What is being asked -> Reproduce the following lines verbatim, leaving out the pictures.

Material for this task ->
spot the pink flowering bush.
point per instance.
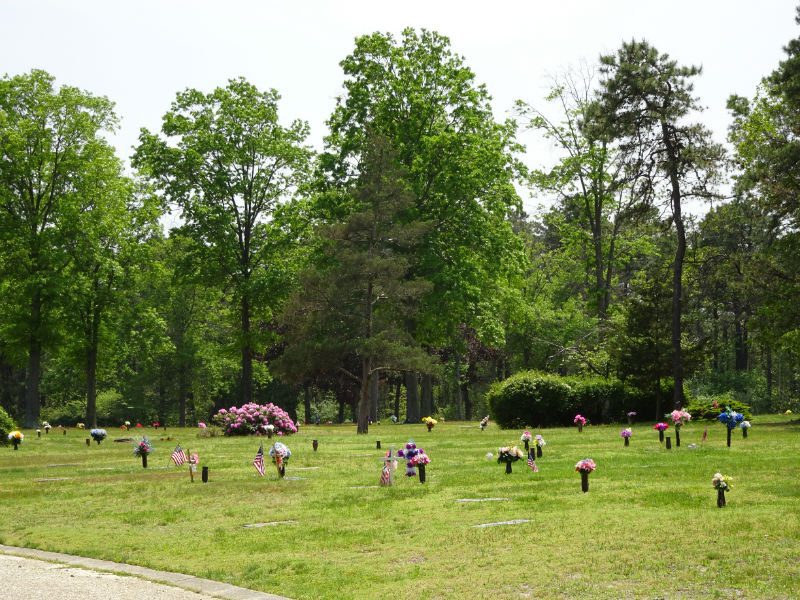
(254, 418)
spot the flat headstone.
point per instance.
(512, 522)
(482, 499)
(269, 524)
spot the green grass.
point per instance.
(648, 528)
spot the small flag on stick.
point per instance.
(178, 455)
(532, 462)
(258, 461)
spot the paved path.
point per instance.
(38, 575)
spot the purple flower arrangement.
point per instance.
(254, 418)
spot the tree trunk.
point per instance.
(427, 395)
(677, 267)
(412, 397)
(374, 380)
(34, 372)
(457, 389)
(307, 403)
(247, 353)
(364, 404)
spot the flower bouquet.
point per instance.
(584, 467)
(732, 419)
(508, 455)
(415, 457)
(253, 418)
(679, 418)
(16, 437)
(661, 428)
(280, 454)
(429, 422)
(745, 425)
(721, 483)
(580, 421)
(143, 448)
(98, 435)
(626, 435)
(540, 443)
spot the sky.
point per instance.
(140, 54)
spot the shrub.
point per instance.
(254, 418)
(6, 426)
(702, 408)
(531, 398)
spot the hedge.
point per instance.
(532, 398)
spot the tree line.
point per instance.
(395, 271)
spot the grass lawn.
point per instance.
(648, 528)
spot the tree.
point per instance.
(644, 100)
(51, 157)
(354, 300)
(227, 163)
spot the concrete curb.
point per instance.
(186, 582)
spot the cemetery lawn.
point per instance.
(648, 528)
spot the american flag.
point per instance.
(258, 461)
(532, 463)
(178, 455)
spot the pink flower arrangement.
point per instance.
(680, 417)
(254, 418)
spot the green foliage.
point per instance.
(708, 408)
(6, 426)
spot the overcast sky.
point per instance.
(140, 53)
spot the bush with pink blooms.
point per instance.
(254, 418)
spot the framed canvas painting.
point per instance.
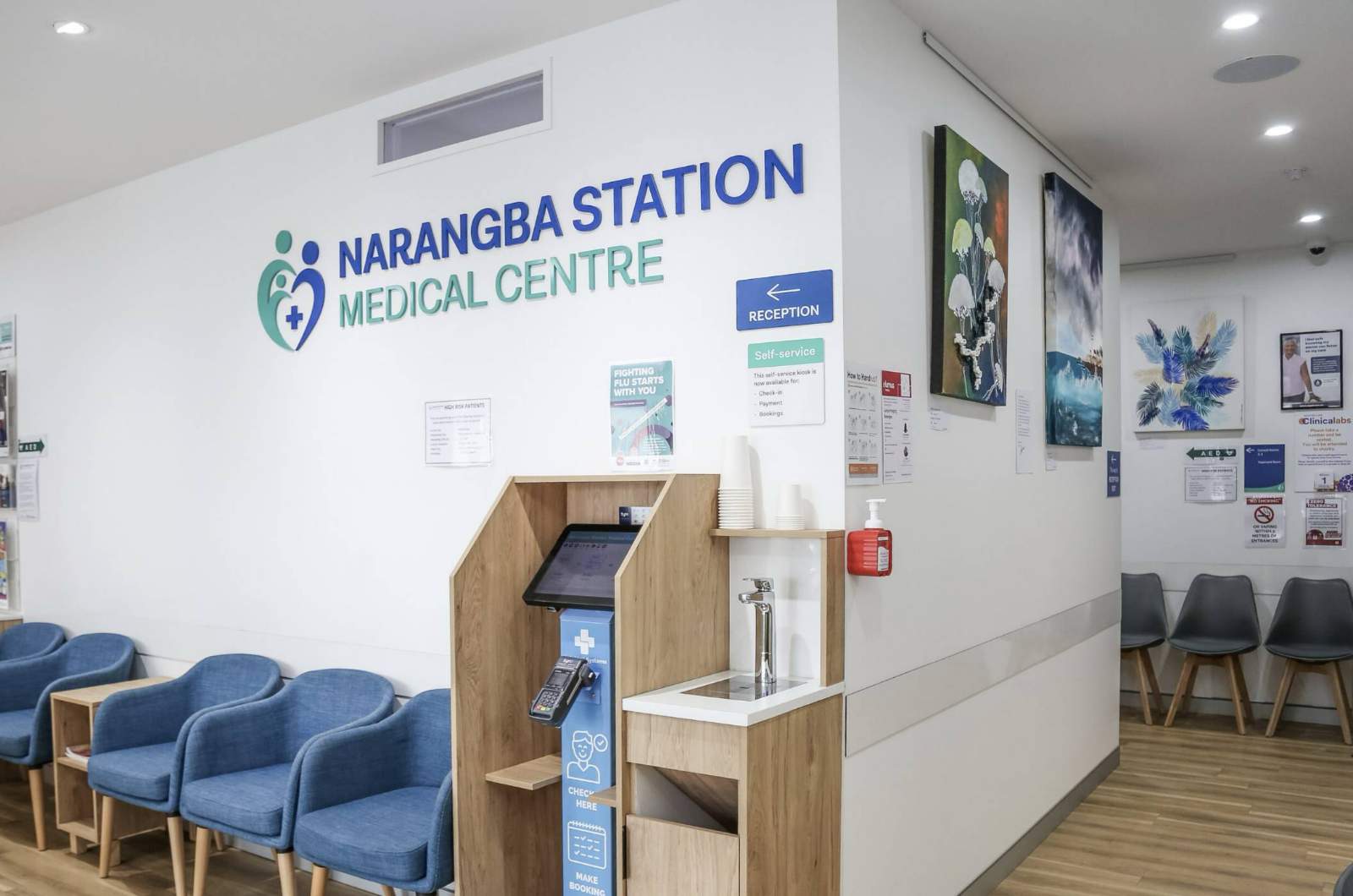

Exercise output ->
spot the pink flowering bush.
point per instance.
(254, 418)
spot the flat headstone.
point per instance.
(512, 522)
(482, 499)
(269, 524)
spot the green grass.
point per instance.
(648, 528)
spot the small flag on stick.
point per instance.
(178, 455)
(532, 462)
(258, 461)
spot the paved path.
point per instance.
(38, 575)
spot the purple flower arrangement.
point per instance.
(254, 418)
spot the tree trunk.
point per instance.
(427, 395)
(677, 267)
(412, 397)
(374, 380)
(34, 372)
(457, 389)
(307, 403)
(247, 353)
(364, 404)
spot the flower bouquet.
point per instance.
(584, 467)
(732, 419)
(508, 455)
(415, 457)
(253, 418)
(679, 418)
(16, 437)
(661, 428)
(280, 454)
(429, 422)
(745, 425)
(721, 483)
(580, 421)
(143, 448)
(98, 435)
(626, 435)
(540, 443)
spot the sky.
point per instance.
(140, 54)
spot the shrub.
point per instance.
(254, 418)
(6, 426)
(702, 408)
(531, 398)
spot the hedge.
point per instance.
(532, 398)
spot the tree line.
point per instance.
(395, 271)
spot the grass lawn.
point per instance.
(648, 528)
spot the tree.
point per instance.
(644, 100)
(51, 157)
(354, 300)
(227, 163)
spot the concrete curb.
point per instance.
(186, 582)
spot the cemetery lawn.
point per instance.
(648, 528)
spot the american flag.
point per instance.
(258, 461)
(532, 463)
(178, 455)
spot the pink flower arrangement.
point per instance.
(680, 417)
(254, 418)
spot the green foliage.
point per instance.
(708, 408)
(6, 426)
spot the overcast sky.
point per instance.
(140, 53)
spot the bush with pink blooms.
point per instance.
(254, 418)
spot the framed canvas painting.
point per instance.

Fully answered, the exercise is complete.